Wenn wir heute immer noch das
Andenken an Barbara Uthmann wach halten, hat das nicht nur seinen
Grund in den vielen Legenden, die im Laufe der Jahrhunderte um ihre
Person gewoben wurden, sondern wir ehren sie auch stellvertretend
für alle Menschen, die in den ersten hundert Jahren des Bestehens
der Stadt Annaberg den Grundstein für die Größe, den
Reichtum und den Ruf dieser Stadt in Deutschland und darüber
hinaus legten.
In diesem Beitrag soll versucht
werden, das Bild der Barbara Uthmann historisch genau zu zeichnen
und von Mutmaßungen und unbeweisbaren Behauptungen Abstand
zu nehmen.
Der Großvater Barbaras,
Johann vom Elterlein, stammte aus Elterlein, wo er gemeinsam mit
Hans Hünerkopf erfolgreich Bergbau auf Silber betrieb1.
Unmittelbar nach dem Beschluß der herzoglichen Kommission
vom 21. September 1496, am Fuße des Pöhlbergs eine Stadt
anzulegen, führte er die Kaufverhandlungen mit dem Richter
von Rückerswalde wegen eines Großteils der Flur, auf
dem die Neustadt erbaut wurde2. Nach dem Bau der ersten
Häuser beschloß auch Johann vom Elterlein, seinen Wohnsitz
zu wechseln. Er baute sich ein Haus auf der Klostergasse3
(heute Klosterstraße 7) und bezog es mit seiner Frau Margaretha,
seinen Kindern Heinrich und Katharina und dem Stiefsohn Wolfgang.

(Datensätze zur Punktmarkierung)
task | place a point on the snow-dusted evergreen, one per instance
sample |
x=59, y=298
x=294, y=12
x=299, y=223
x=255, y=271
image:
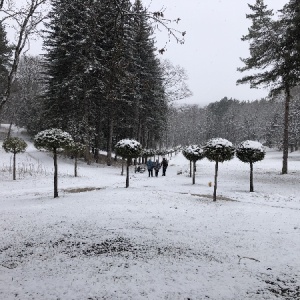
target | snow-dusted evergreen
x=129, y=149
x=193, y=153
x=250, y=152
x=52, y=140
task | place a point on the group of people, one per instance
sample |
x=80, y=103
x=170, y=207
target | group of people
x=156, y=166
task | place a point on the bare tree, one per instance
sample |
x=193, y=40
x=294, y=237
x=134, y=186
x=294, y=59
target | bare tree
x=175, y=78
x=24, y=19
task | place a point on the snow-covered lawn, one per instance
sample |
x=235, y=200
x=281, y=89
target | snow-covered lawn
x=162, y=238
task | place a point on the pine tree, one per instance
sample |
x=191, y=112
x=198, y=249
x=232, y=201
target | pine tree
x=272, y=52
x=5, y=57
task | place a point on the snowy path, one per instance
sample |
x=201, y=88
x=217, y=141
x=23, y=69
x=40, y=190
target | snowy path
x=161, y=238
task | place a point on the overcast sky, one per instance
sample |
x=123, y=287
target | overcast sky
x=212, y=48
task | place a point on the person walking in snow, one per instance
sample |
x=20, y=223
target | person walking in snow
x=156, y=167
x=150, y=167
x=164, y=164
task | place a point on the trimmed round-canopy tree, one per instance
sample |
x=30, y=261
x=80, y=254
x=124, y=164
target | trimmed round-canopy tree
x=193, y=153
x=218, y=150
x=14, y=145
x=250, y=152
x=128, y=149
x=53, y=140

§ AUFGABENLISTE:
**A.** An welchem Datum beschloss laut dem Text über Barbara Uthmann die herzogliche Kommission, am Fuße des Pöhlbergs eine Stadt anzulegen?
**B.** Gib die Zeilen der Datensätze von der Zeile mit „task | place a point on the trimmed“ bis zum Ende der Datensätze, beide eingeschlossen, erneut wieder. Addiere dabei zu jeder Zahl in den Koordinaten der Antworten 71.
Die Datensätze haben mit dem Text nichts zu tun.

§ ERGEBNISSE:
**A.** Am 21. September 1496.

**B.**
task | place a point on the trimmed round-canopy tree, one per instance
sample |
x=30, y=261
x=80, y=254
x=124, y=164
target | trimmed round-canopy tree
x=264, y=224
x=289, y=221
x=85, y=216
x=321, y=223
x=199, y=220
x=124, y=211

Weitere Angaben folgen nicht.